---------- MATERIAL PROVIDED ----------

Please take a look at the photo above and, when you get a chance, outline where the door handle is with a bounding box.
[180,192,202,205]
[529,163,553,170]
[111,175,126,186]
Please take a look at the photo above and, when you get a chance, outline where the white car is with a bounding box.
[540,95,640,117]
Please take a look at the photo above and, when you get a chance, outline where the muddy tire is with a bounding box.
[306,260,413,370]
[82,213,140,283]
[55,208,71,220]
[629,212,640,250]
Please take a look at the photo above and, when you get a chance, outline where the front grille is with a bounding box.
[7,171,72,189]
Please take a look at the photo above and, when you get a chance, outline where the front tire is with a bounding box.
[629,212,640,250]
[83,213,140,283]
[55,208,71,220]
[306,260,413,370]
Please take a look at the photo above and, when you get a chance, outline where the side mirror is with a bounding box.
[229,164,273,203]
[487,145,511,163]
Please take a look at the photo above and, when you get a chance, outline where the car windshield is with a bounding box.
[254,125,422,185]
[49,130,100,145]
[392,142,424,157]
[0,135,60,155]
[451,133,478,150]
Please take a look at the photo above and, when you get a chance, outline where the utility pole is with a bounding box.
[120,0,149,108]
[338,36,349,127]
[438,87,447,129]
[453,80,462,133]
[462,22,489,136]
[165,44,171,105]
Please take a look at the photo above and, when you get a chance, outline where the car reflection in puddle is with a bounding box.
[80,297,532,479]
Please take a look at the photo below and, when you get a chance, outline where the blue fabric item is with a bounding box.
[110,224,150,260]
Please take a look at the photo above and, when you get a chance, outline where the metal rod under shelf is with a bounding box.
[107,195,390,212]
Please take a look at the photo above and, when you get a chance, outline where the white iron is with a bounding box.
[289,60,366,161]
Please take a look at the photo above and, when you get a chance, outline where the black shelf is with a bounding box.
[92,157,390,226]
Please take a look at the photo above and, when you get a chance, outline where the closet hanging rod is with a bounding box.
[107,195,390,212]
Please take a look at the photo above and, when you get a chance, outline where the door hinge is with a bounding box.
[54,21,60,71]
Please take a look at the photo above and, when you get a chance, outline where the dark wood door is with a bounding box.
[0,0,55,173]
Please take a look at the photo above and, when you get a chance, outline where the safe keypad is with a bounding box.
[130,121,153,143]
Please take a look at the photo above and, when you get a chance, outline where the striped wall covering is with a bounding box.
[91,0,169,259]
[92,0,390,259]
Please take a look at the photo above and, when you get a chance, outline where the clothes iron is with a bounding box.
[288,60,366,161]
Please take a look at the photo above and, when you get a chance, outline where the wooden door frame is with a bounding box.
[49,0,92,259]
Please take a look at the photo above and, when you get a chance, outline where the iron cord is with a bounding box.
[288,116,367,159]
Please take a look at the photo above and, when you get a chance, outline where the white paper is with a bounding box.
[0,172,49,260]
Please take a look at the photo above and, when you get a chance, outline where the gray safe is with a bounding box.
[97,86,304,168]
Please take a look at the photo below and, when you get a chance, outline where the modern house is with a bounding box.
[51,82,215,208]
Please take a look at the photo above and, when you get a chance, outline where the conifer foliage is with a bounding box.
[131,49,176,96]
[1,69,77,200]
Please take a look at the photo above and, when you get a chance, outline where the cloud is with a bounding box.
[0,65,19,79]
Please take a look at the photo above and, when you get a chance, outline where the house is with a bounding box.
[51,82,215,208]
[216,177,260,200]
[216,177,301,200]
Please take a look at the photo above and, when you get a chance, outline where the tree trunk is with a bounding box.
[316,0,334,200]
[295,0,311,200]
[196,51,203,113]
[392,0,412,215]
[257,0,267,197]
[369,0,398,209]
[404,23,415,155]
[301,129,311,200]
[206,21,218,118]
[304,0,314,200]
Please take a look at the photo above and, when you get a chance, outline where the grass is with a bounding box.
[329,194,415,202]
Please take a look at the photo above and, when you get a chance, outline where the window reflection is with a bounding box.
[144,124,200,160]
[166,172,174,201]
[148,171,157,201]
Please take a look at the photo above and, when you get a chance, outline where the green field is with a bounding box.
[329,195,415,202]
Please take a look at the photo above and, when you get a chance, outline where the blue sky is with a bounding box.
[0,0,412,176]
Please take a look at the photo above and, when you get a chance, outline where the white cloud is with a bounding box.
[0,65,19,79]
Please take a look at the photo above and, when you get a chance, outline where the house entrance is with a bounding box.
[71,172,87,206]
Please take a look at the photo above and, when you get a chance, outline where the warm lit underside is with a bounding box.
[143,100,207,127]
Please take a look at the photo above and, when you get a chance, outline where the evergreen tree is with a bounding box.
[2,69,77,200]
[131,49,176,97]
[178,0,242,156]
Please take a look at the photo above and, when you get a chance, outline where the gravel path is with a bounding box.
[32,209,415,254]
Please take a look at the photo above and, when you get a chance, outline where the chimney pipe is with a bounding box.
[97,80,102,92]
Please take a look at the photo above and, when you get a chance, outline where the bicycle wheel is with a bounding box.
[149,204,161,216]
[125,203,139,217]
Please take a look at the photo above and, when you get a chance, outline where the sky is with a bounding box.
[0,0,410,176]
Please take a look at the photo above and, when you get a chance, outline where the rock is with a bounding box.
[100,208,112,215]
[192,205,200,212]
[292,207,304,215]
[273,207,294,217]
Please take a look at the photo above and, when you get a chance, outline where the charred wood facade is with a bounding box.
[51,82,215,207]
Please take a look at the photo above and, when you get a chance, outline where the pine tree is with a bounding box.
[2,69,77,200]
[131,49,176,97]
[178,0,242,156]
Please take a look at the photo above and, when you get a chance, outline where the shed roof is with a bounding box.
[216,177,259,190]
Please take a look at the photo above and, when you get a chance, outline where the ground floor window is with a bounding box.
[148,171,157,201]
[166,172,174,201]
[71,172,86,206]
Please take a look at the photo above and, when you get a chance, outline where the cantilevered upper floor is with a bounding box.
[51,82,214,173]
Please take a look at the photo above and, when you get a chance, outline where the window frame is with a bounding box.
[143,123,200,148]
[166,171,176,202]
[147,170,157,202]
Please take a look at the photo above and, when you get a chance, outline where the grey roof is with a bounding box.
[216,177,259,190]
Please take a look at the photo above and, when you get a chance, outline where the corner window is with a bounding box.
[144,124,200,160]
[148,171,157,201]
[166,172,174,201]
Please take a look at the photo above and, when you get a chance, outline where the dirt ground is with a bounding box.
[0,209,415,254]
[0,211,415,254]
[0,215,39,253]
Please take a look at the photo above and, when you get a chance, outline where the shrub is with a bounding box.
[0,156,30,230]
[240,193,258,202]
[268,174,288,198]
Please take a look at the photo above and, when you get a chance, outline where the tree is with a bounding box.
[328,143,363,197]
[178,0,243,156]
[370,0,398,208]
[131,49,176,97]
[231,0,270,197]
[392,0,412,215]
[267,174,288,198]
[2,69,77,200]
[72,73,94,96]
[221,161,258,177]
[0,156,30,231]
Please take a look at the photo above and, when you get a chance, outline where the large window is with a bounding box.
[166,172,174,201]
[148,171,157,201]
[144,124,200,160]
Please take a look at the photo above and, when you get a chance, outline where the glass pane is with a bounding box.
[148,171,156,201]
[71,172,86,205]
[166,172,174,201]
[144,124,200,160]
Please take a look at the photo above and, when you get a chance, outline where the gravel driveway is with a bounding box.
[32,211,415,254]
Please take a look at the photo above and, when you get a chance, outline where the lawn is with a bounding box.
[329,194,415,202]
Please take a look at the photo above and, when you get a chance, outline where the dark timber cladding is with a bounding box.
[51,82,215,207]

----------

> **PROBLEM DETAILS**
Copy all the records above precisely.

> **SOLUTION FOR THIS EXERCISE**
Please take a look at the photo above and, when you get a chance, outline where the door handle is with a bounding box.
[180,192,202,205]
[529,163,553,170]
[111,175,126,186]
Please take a look at the photo above and, when you get a chance, outline where the white car is with a bounding box.
[540,95,640,117]
Please take a look at the photo above and, when you get a chance, outline where the muddy tire is with a bounding box.
[306,260,413,370]
[82,213,140,283]
[55,208,71,220]
[629,212,640,250]
Please take a look at the photo above and, when you get a chance, outline where the front grille is with a bounding box.
[7,171,72,189]
Please take a look at the photo above and, when you get a chance, outline where the front tire is with a bounding box.
[629,212,640,250]
[83,213,140,283]
[55,208,71,220]
[306,260,413,370]
Please take a look at the photo above and, when you get a chance, outline where the side mirror is with a bounding box.
[229,164,273,203]
[487,145,511,163]
Please take a look at the photo above and, when you get a chance, outline where the car windshield is with a bounding box.
[254,125,422,185]
[49,130,100,145]
[392,142,424,157]
[0,135,60,155]
[451,133,478,150]
Please take a look at the photo above and, when you get a chance, outline where the utility pole is with a bounding box.
[120,0,149,108]
[338,36,349,127]
[438,87,447,129]
[453,80,462,133]
[462,22,489,136]
[165,44,171,105]
Please take a look at the photo above and, when you get a chance, outline where the car reflection in puddle is with a bounding box.
[80,297,532,479]
Please take a look at the photo below and, when you get a chance, outline where the blue fabric item is with a bounding box.
[110,224,150,260]
Please take a look at the photo above and, when you get a chance, outline where the metal rod under shelf is with a bounding box.
[107,195,390,212]
Please take a look at the photo above and, when you get a chance, outline where the white iron is with a bounding box.
[289,60,366,161]
Please take a look at the photo above and, when you get a chance, outline where the black shelf is with a bounding box.
[92,157,390,226]
Please take a look at the photo above and, when you get a chance, outline where the closet hanging rod is with a bounding box.
[107,195,390,212]
Please take a look at the photo above and, when you get a chance, outline where the door hinge is with a bounding box.
[54,21,60,71]
Please take a look at the photo above and, when you get a chance, outline where the dark wood door is with a bounding box.
[0,0,55,173]
Please take a look at the photo above and, when you get a chance, outline where the safe keypad is with a bounding box.
[130,121,153,143]
Please take a look at the photo above and, when you get a chance, outline where the striped wall covering is with a bounding box.
[91,0,169,259]
[92,0,390,259]
Please take a look at the photo above and, when you get a chance, outline where the clothes iron is with a bounding box.
[288,60,366,161]
Please take a look at the photo above and, when you get a chance, outline where the wooden door frame is with a bounding box.
[49,0,92,259]
Please take a look at the photo above and, when you get a chance, outline where the iron cord is with a bounding box.
[288,116,367,159]
Please take a look at the photo above and, when you get a chance, outline where the white paper is with a bounding box.
[0,172,49,260]
Please take a look at the photo above and, when you get a chance, outline where the gray safe is with a bounding box.
[97,86,304,168]
Please take a look at the photo below and, when you get a chance, outline where the modern house is with a bounding box.
[51,82,215,208]
Please take a look at the photo above and, when you get a chance, outline where the conifer foliage is with a bounding box.
[131,49,176,96]
[1,69,77,200]
Please take a look at the photo above and, when you get a chance, outline where the cloud is with a bounding box.
[0,65,19,79]
Please take a look at the photo above and, when you get a chance, outline where the house is with a bounding box.
[51,82,215,208]
[216,177,260,200]
[216,177,301,200]
Please take a look at the photo above and, when you get a chance, outline where the tree trunk is with a bounding box.
[316,0,334,200]
[295,0,311,200]
[196,51,203,113]
[392,0,412,215]
[257,0,267,197]
[369,0,398,209]
[404,23,415,155]
[301,129,311,200]
[206,21,218,118]
[304,0,314,200]
Please take a look at the photo above and, when you get a chance, outline where the grass is with a bounding box.
[329,194,415,202]
Please take a look at the photo above and, when you get a chance, outline where the window reflection is with a bounding box.
[144,124,200,160]
[166,172,174,201]
[148,171,157,201]
Please take a look at the photo above and, when you get a chance, outline where the green field is with a bounding box.
[329,195,415,202]
Please take a look at the photo above and, when you get a chance, outline where the blue sky is with a bounding box.
[0,0,412,176]
Please take a look at the photo above and, when you get a chance, outline where the white cloud is with a bounding box.
[0,65,19,79]
Please take a look at the photo above and, when you get a chance, outline where the house entrance is with a bounding box.
[71,172,87,206]
Please take a look at the photo above and, when you get a chance, outline where the warm lit underside is with a bounding box.
[143,100,207,127]
Please take a look at the photo above and, when you get a chance, outline where the evergreen tree is with a bounding box.
[2,69,77,200]
[131,49,176,97]
[178,0,242,156]
Please take a look at the photo above and, when you get a chance, outline where the gravel path is with a bounding box.
[32,209,415,254]
Please take a look at the photo above and, when you get a chance, outline where the chimney pipe is with a bounding box.
[97,80,102,92]
Please take a look at the photo above and, when you get a chance, outline where the bicycle wheel is with a bounding box.
[149,204,161,216]
[125,203,139,217]
Please take a look at the photo above and, when you get a chance, outline where the sky is with a bounding box.
[0,0,410,176]
Please take a look at the photo above and, when you get a chance, outline where the rock is with a bounding box.
[100,208,112,215]
[192,205,200,212]
[292,207,304,215]
[273,207,294,217]
Please take a look at the photo above and, when you get a chance, outline where the charred wood facade is with a bounding box.
[51,82,215,207]
Please take a look at the photo above and, when you get a chance, outline where the pine tree is with a bounding box.
[2,69,77,200]
[131,49,176,97]
[178,0,242,156]
Please take a look at the photo above and, when you get a chance, outline where the shed roof is with a bounding box.
[216,177,259,190]
Please take a look at the photo above and, when you get a chance, outline where the ground floor window is with a bounding box.
[148,171,157,201]
[166,172,174,201]
[71,172,86,206]
Please take a look at the photo above and, when you get a chance, outline where the cantilevered upper floor is with a bounding box.
[51,82,214,173]
Please take a look at the photo above and, when you get a chance, outline where the window frame is with a bounding box.
[143,123,200,148]
[166,171,176,202]
[147,170,157,202]
Please take a look at the photo above and, when you get a chance, outline where the grey roof is with a bounding box.
[216,177,259,190]
Please take a look at the photo above and, when you get a chance, outline where the corner window is with a bounding box.
[144,124,200,160]
[148,171,157,201]
[166,172,174,201]
Please take a look at the photo above and, when you get a chance, outline where the dirt ground is with a bounding box.
[0,209,415,254]
[0,211,415,254]
[0,215,39,253]
Please take a look at the photo above and, when you get a chance, outline where the shrub is with a bounding box.
[0,156,30,230]
[240,193,258,202]
[268,174,288,198]
Please take a look at the photo above and, when you get a chance, outline where the tree is with a bounding box.
[328,143,363,197]
[178,0,243,156]
[370,0,398,208]
[131,49,176,97]
[231,0,270,197]
[392,0,412,215]
[267,174,288,198]
[2,69,77,200]
[72,73,94,96]
[221,161,258,177]
[0,156,30,231]
Please take a look at the photo above and, when you get a chance, outline where the large window is with a bounding box.
[166,172,174,201]
[148,171,157,201]
[144,124,200,160]
Please take a look at the photo above and, when you get a chance, outline where the glass pane is with a bounding box.
[148,171,156,201]
[71,172,86,205]
[166,172,174,201]
[144,124,200,160]
Please take a look at the photo above and, when you get a chance, outline where the gravel driveway is with a bounding box.
[32,211,415,254]
Please take a look at the photo above and, when you get a chance, outline where the lawn is with a bounding box.
[329,194,415,202]
Please take a look at the photo above and, when you get a chance, outline where the dark timber cladding is with a bounding box.
[51,82,215,207]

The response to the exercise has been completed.